PROBLEM DETAILS:
Would you reproduce the entries that follow exactly as they appear?

SOURCE MATERIAL:

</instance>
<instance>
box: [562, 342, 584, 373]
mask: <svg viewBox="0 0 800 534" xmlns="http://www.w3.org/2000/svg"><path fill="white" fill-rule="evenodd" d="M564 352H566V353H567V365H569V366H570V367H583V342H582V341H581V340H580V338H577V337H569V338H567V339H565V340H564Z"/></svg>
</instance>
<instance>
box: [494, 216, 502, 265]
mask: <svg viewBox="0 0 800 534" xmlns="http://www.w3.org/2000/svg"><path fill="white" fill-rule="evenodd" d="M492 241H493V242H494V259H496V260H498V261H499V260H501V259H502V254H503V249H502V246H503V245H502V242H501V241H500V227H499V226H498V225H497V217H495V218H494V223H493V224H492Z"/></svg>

SOLVED PROBLEM:
</instance>
<instance>
box: [562, 342, 584, 373]
mask: <svg viewBox="0 0 800 534" xmlns="http://www.w3.org/2000/svg"><path fill="white" fill-rule="evenodd" d="M564 352H566V353H567V365H569V366H570V367H583V342H582V341H581V340H580V338H577V337H569V338H567V339H565V340H564Z"/></svg>
</instance>
<instance>
box: [494, 216, 502, 265]
mask: <svg viewBox="0 0 800 534" xmlns="http://www.w3.org/2000/svg"><path fill="white" fill-rule="evenodd" d="M492 241H493V242H494V259H496V260H498V261H499V260H501V259H502V254H503V249H502V246H503V245H502V242H501V241H500V227H499V226H498V225H497V217H495V218H494V223H493V224H492Z"/></svg>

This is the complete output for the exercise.